# What you should do:
Please restate each entry word for word.

# Data for processing:
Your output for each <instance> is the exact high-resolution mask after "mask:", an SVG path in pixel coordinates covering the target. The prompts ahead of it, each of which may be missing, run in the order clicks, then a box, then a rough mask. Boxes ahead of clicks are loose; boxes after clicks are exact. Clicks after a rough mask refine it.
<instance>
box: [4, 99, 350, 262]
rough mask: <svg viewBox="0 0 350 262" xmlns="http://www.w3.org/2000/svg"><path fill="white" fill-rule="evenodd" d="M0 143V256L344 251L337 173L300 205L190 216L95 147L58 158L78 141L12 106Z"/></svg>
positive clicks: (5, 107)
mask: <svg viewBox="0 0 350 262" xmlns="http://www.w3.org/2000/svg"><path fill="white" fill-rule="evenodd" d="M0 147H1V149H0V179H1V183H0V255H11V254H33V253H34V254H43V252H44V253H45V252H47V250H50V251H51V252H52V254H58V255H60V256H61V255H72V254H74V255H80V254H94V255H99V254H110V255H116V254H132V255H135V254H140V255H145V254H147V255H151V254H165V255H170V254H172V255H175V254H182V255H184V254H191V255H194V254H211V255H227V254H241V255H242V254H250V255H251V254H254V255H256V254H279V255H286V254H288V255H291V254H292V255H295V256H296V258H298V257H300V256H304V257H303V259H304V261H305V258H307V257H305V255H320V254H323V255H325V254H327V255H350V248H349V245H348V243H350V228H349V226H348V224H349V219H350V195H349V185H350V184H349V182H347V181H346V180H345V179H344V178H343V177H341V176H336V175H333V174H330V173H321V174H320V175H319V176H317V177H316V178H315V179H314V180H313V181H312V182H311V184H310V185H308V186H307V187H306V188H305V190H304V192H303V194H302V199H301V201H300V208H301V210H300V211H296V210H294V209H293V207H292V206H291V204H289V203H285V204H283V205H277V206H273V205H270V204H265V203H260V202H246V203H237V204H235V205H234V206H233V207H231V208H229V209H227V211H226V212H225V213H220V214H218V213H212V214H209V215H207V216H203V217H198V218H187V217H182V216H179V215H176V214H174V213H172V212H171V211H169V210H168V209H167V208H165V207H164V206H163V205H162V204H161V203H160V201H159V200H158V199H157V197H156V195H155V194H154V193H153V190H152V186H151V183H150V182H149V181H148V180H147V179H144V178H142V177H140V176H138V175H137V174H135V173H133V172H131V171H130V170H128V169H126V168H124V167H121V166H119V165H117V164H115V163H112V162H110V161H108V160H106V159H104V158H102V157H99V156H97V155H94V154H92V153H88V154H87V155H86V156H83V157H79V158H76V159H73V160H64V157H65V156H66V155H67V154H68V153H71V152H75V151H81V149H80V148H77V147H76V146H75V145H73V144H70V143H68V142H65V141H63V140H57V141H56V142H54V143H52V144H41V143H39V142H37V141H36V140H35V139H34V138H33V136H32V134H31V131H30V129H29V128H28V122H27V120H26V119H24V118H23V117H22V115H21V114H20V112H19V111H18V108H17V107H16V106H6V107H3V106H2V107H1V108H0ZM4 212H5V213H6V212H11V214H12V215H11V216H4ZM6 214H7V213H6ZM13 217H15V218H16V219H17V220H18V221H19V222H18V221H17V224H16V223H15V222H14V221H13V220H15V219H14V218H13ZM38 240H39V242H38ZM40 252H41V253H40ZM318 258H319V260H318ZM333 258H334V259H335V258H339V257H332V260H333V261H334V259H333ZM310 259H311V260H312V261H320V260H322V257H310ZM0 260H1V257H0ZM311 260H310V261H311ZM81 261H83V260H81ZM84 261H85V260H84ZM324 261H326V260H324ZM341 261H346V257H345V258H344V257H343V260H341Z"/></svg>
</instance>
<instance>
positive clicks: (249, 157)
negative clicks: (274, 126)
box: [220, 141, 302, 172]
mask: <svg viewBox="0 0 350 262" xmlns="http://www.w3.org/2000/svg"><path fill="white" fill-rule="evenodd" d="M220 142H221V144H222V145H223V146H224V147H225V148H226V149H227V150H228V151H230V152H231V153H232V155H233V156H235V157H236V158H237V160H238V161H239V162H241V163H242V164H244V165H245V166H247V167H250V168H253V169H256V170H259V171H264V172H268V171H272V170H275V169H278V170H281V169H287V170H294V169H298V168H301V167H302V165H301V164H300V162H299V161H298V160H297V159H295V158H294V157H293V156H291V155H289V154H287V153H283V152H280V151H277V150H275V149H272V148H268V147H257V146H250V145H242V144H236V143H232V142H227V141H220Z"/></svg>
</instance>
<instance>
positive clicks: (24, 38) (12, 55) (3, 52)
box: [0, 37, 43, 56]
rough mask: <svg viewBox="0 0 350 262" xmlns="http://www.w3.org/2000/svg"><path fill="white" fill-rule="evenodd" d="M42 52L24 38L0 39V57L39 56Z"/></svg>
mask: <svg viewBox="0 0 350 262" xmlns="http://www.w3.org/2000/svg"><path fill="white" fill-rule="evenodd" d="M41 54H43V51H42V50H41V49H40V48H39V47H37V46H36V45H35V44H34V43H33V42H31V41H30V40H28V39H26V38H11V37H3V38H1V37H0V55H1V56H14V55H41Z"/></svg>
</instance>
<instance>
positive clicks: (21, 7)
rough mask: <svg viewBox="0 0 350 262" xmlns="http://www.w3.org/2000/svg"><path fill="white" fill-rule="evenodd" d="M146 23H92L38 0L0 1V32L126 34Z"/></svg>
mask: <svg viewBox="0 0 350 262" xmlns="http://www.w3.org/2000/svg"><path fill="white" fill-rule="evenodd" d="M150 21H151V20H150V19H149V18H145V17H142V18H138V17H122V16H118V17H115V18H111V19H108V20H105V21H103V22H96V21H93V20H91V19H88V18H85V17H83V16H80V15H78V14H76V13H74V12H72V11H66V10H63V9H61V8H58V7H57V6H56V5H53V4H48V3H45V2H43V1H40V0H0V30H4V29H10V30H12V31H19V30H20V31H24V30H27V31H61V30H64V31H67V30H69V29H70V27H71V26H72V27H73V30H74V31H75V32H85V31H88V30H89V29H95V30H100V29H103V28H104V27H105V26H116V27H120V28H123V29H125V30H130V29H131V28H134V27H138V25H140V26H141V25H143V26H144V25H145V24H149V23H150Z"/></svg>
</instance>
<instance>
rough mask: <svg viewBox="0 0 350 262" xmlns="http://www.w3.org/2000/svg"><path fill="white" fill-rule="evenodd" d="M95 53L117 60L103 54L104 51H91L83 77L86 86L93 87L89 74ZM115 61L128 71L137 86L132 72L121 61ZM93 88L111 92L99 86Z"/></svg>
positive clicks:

# Response to the exercise:
Your output for each <instance> is the exact high-resolution mask after "mask:", an SVG path in pixel coordinates covering the target. The prompts ahead of it, each of which may be missing, run in the order clicks, then a box, then a rough mask. Boxes ahead of clicks are loose; boxes after clicks are exact. Clicks after a rough mask refine it.
<instance>
box: [4, 99, 350, 262]
rough mask: <svg viewBox="0 0 350 262" xmlns="http://www.w3.org/2000/svg"><path fill="white" fill-rule="evenodd" d="M0 143V256L344 251L337 173L300 205L190 216L95 147L58 158L78 141L12 106Z"/></svg>
positive clicks: (5, 107)
mask: <svg viewBox="0 0 350 262" xmlns="http://www.w3.org/2000/svg"><path fill="white" fill-rule="evenodd" d="M0 147H1V149H0V179H1V183H0V255H11V254H33V253H34V254H43V252H44V253H45V252H47V250H50V251H51V252H52V254H58V255H60V256H61V255H72V254H74V255H80V254H94V255H99V254H110V255H116V254H132V255H135V254H140V255H145V254H147V255H151V254H165V255H170V254H172V255H175V254H182V255H184V254H191V255H194V254H211V255H227V254H241V255H242V254H250V255H251V254H254V255H256V254H279V255H286V254H288V255H291V254H292V255H295V256H296V258H298V257H300V256H304V257H303V259H304V261H305V258H307V257H305V255H320V254H323V255H325V254H327V255H350V248H349V245H348V243H350V228H349V226H348V224H349V219H350V195H349V185H350V184H349V182H347V181H346V180H345V179H344V178H343V177H341V176H336V175H333V174H330V173H321V174H320V175H319V176H317V177H316V178H315V179H314V180H313V181H312V182H311V184H310V185H308V186H307V187H306V188H305V190H304V192H303V194H302V199H301V201H300V208H301V210H300V211H296V210H294V209H293V207H292V206H291V204H289V203H285V204H283V205H277V206H273V205H270V204H265V203H260V202H246V203H237V204H235V205H234V206H233V207H231V208H229V209H227V211H226V212H225V213H220V214H218V213H212V214H209V215H207V216H203V217H198V218H187V217H182V216H179V215H176V214H174V213H172V212H171V211H169V210H168V209H167V208H165V207H164V206H163V205H162V204H161V203H160V201H159V200H158V199H157V197H156V195H155V194H154V193H153V190H152V186H151V183H150V182H149V181H148V180H147V179H144V178H142V177H140V176H138V175H137V174H135V173H133V172H131V171H130V170H128V169H126V168H124V167H121V166H119V165H117V164H115V163H112V162H110V161H108V160H106V159H104V158H102V157H99V156H97V155H94V154H92V153H88V154H87V155H86V156H83V157H79V158H76V159H73V160H64V157H65V156H66V155H67V154H68V153H71V152H75V151H81V149H80V148H77V147H76V146H75V145H73V144H70V143H68V142H65V141H63V140H57V141H56V142H54V143H52V144H41V143H39V142H37V141H36V140H35V139H34V138H33V136H32V134H31V131H30V129H29V128H28V122H27V120H26V119H24V118H23V117H22V115H21V114H20V112H19V111H18V108H17V107H16V106H6V107H3V106H2V107H1V108H0ZM4 212H5V213H6V212H11V214H12V215H11V216H4ZM6 214H7V213H6ZM13 217H15V218H16V219H17V220H18V221H19V222H18V221H17V224H16V223H15V222H14V221H13V220H15V219H14V218H13ZM38 240H39V242H38ZM40 252H41V253H40ZM318 258H319V260H318ZM333 258H334V259H335V258H339V257H332V260H333V261H334V259H333ZM310 259H311V260H312V261H320V260H322V257H310ZM0 260H1V257H0ZM311 260H310V261H311ZM81 261H83V260H81ZM84 261H85V260H84ZM324 261H326V260H324ZM341 261H346V257H345V258H344V257H343V260H341Z"/></svg>
</instance>
<instance>
positive clicks: (249, 157)
negative clicks: (274, 126)
box: [220, 141, 302, 172]
mask: <svg viewBox="0 0 350 262" xmlns="http://www.w3.org/2000/svg"><path fill="white" fill-rule="evenodd" d="M220 142H221V144H222V145H223V146H224V147H225V148H226V149H227V150H228V151H230V152H231V153H232V155H233V156H235V157H236V158H237V160H238V161H239V162H241V163H242V164H244V165H245V166H247V167H250V168H253V169H256V170H259V171H264V172H268V171H272V170H275V169H278V170H281V169H287V170H294V169H298V168H301V167H302V165H301V164H300V162H299V161H298V160H297V159H295V158H294V157H293V156H291V155H289V154H287V153H283V152H280V151H277V150H275V149H272V148H268V147H257V146H250V145H242V144H236V143H232V142H227V141H220Z"/></svg>
</instance>
<instance>
positive clicks: (24, 38) (12, 55) (3, 52)
box: [0, 37, 43, 56]
rough mask: <svg viewBox="0 0 350 262" xmlns="http://www.w3.org/2000/svg"><path fill="white" fill-rule="evenodd" d="M42 52L24 38L0 39V57L39 56Z"/></svg>
mask: <svg viewBox="0 0 350 262" xmlns="http://www.w3.org/2000/svg"><path fill="white" fill-rule="evenodd" d="M41 54H43V51H42V50H41V49H40V48H39V47H37V46H36V45H35V44H34V43H33V42H31V41H30V40H28V39H26V38H11V37H3V38H1V37H0V55H1V56H14V55H41Z"/></svg>
</instance>
<instance>
positive clicks: (21, 7)
rough mask: <svg viewBox="0 0 350 262" xmlns="http://www.w3.org/2000/svg"><path fill="white" fill-rule="evenodd" d="M146 23H92L38 0L0 1V32L126 34Z"/></svg>
mask: <svg viewBox="0 0 350 262" xmlns="http://www.w3.org/2000/svg"><path fill="white" fill-rule="evenodd" d="M150 21H151V20H150V19H149V18H145V17H142V18H138V17H122V16H118V17H115V18H111V19H108V20H105V21H103V22H96V21H93V20H91V19H88V18H85V17H83V16H80V15H78V14H76V13H74V12H72V11H66V10H63V9H61V8H58V7H57V6H56V5H53V4H48V3H45V2H43V1H40V0H0V30H4V29H10V30H12V31H19V30H20V31H24V30H27V31H61V30H64V31H67V30H69V29H70V27H71V26H72V27H73V30H74V31H75V32H85V31H88V30H89V29H95V30H100V29H103V28H104V27H105V26H116V27H120V28H123V29H125V30H130V29H131V28H134V27H138V25H140V26H141V25H143V26H144V25H145V24H149V23H150Z"/></svg>
</instance>
<instance>
rough mask: <svg viewBox="0 0 350 262" xmlns="http://www.w3.org/2000/svg"><path fill="white" fill-rule="evenodd" d="M95 53L117 60L103 54L104 51H91L83 77L86 86L93 87L89 74ZM115 61L128 71L137 86L132 72L121 61ZM93 88L111 92L99 86Z"/></svg>
positive clicks:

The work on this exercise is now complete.